** WRITTEN TASK **
Rewrite the data below as a JSON list of strings, one string per line, with blank lines omitted.

** DATASET CONTENT **

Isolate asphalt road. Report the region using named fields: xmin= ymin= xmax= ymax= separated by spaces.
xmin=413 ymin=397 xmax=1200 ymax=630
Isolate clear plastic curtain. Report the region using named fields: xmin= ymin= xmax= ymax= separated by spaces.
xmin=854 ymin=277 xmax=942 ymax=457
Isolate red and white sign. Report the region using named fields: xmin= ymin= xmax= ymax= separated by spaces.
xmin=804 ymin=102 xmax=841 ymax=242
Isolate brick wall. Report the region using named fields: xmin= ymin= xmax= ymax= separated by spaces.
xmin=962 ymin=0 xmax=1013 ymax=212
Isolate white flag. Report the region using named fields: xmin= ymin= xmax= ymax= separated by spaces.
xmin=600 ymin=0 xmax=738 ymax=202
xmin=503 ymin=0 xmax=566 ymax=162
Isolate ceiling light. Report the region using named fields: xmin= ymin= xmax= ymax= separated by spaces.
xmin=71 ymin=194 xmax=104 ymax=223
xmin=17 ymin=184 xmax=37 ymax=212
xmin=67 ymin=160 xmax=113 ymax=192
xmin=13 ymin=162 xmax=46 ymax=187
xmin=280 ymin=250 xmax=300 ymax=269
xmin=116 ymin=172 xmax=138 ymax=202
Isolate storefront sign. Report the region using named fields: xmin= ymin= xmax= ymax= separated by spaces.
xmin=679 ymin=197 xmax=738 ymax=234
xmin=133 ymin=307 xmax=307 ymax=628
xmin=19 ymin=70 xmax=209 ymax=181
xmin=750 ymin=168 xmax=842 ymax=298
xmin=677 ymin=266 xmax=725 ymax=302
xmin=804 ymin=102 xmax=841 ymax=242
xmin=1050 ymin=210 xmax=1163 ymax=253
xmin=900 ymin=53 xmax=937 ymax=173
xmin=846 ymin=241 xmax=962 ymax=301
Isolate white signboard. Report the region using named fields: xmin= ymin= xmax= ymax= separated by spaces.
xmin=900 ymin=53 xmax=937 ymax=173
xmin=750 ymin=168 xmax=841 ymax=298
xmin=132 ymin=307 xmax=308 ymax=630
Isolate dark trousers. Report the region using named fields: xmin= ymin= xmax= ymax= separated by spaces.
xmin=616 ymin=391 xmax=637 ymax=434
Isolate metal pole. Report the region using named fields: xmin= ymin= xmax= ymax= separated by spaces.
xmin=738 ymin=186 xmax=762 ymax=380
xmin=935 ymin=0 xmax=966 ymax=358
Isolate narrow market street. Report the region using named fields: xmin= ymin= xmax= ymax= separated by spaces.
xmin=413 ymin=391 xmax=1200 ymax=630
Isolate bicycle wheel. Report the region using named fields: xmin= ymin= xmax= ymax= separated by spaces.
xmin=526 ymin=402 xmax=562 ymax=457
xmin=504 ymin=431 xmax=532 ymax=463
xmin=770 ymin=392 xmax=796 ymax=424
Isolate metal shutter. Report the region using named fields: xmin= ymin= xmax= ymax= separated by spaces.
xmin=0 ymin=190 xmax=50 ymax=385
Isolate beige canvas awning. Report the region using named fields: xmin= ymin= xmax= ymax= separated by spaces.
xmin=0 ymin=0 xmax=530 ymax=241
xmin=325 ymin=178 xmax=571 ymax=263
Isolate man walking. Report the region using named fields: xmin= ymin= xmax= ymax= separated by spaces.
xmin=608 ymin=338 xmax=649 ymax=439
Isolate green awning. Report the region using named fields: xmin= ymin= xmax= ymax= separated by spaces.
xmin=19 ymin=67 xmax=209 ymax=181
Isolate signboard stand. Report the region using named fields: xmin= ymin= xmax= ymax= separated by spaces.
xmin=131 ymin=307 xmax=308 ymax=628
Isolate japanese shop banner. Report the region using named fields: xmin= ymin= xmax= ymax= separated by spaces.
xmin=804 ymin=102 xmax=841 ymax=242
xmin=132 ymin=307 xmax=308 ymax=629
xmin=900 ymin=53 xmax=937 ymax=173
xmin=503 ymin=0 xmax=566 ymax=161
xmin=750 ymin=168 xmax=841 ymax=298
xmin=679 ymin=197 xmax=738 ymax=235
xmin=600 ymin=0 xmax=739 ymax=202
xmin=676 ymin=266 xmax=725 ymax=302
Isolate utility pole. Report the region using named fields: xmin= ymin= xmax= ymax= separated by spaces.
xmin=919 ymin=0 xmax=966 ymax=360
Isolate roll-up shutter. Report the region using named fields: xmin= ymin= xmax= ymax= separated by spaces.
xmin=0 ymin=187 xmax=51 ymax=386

** FINAL ANSWER **
[
  "Isolate asphalt road. Report the region using named fields: xmin= ymin= xmax= ymax= separated by spaces.",
  "xmin=413 ymin=397 xmax=1200 ymax=630",
  "Isolate clear plastic curtain. Report the region using named fields: xmin= ymin= xmax= ymax= separated by spaces.",
  "xmin=854 ymin=277 xmax=942 ymax=457",
  "Isolate red and white sign. Report the region using named fields: xmin= ymin= xmax= ymax= separated by spaces.",
  "xmin=804 ymin=102 xmax=841 ymax=242",
  "Isolate brick wall. Report the region using named fields: xmin= ymin= xmax= ymax= separated by spaces.",
  "xmin=962 ymin=0 xmax=1013 ymax=212",
  "Isolate white flag. Report the region using named fields: xmin= ymin= xmax= ymax= separated by spaces.",
  "xmin=600 ymin=0 xmax=738 ymax=202",
  "xmin=503 ymin=0 xmax=566 ymax=162",
  "Isolate ceiling light. Report the region using named fields: xmin= ymin= xmax= ymax= separated by spaces.",
  "xmin=71 ymin=194 xmax=104 ymax=223",
  "xmin=17 ymin=184 xmax=37 ymax=212",
  "xmin=67 ymin=160 xmax=113 ymax=192",
  "xmin=13 ymin=162 xmax=46 ymax=187",
  "xmin=280 ymin=250 xmax=300 ymax=269",
  "xmin=116 ymin=172 xmax=138 ymax=202",
  "Isolate storefront sign. Report the region using named fields: xmin= ymin= xmax= ymax= separated by spaces.",
  "xmin=679 ymin=197 xmax=738 ymax=234",
  "xmin=133 ymin=307 xmax=307 ymax=628",
  "xmin=19 ymin=70 xmax=209 ymax=181",
  "xmin=750 ymin=168 xmax=842 ymax=298",
  "xmin=677 ymin=266 xmax=725 ymax=302",
  "xmin=804 ymin=102 xmax=841 ymax=242",
  "xmin=1050 ymin=210 xmax=1163 ymax=253",
  "xmin=900 ymin=53 xmax=937 ymax=173",
  "xmin=846 ymin=241 xmax=962 ymax=301",
  "Isolate white signboard. Report the region using named fields: xmin= ymin= xmax= ymax= separated by spaces.",
  "xmin=900 ymin=53 xmax=937 ymax=173",
  "xmin=750 ymin=168 xmax=841 ymax=298",
  "xmin=132 ymin=307 xmax=308 ymax=630",
  "Isolate dark trousers. Report the region using named fields: xmin= ymin= xmax= ymax= separated by spaces.",
  "xmin=616 ymin=391 xmax=637 ymax=434",
  "Isolate metal pole. Report the region using named fields: xmin= ymin= xmax= ymax= separated by spaces.",
  "xmin=738 ymin=186 xmax=762 ymax=380",
  "xmin=935 ymin=0 xmax=966 ymax=358",
  "Isolate narrow market street. Report the region using named fields: xmin= ymin= xmax= ymax= separated by spaces.",
  "xmin=413 ymin=391 xmax=1200 ymax=630",
  "Isolate bicycle wheel. Report the region using named fields: xmin= ymin= xmax= ymax= separated by spaces.",
  "xmin=526 ymin=402 xmax=562 ymax=457",
  "xmin=504 ymin=431 xmax=532 ymax=463",
  "xmin=770 ymin=392 xmax=796 ymax=424",
  "Isolate metal shutter. Report the region using named fields: xmin= ymin= xmax= ymax= separated by spaces.",
  "xmin=0 ymin=190 xmax=50 ymax=385",
  "Isolate beige canvas awning. Report the region using named fields: xmin= ymin= xmax= ymax= separated by spaces.",
  "xmin=0 ymin=0 xmax=530 ymax=241",
  "xmin=325 ymin=178 xmax=571 ymax=263",
  "Isolate man walking. Report the region using named fields: xmin= ymin= xmax= ymax= separated by spaces.",
  "xmin=608 ymin=338 xmax=649 ymax=439",
  "Isolate green awning. Report the region using named fields: xmin= ymin= xmax= ymax= separated by spaces.",
  "xmin=19 ymin=67 xmax=209 ymax=181",
  "Isolate signboard stand. Report the region using named fields: xmin= ymin= xmax= ymax= separated by spaces.",
  "xmin=131 ymin=307 xmax=308 ymax=628",
  "Isolate japanese shop banner. Report the region using named fields: xmin= ymin= xmax= ymax= separated by spaces.",
  "xmin=804 ymin=102 xmax=841 ymax=242",
  "xmin=132 ymin=307 xmax=308 ymax=629",
  "xmin=900 ymin=53 xmax=937 ymax=173",
  "xmin=503 ymin=0 xmax=566 ymax=161",
  "xmin=750 ymin=168 xmax=841 ymax=298",
  "xmin=679 ymin=197 xmax=738 ymax=235",
  "xmin=600 ymin=0 xmax=739 ymax=202",
  "xmin=676 ymin=266 xmax=725 ymax=302",
  "Isolate utility pole. Report the region using named fields: xmin= ymin= xmax= ymax= separated by spaces.",
  "xmin=919 ymin=0 xmax=966 ymax=360",
  "Isolate roll-up shutter. Report the region using named fields: xmin= ymin= xmax= ymax= separated by spaces.",
  "xmin=0 ymin=187 xmax=51 ymax=386"
]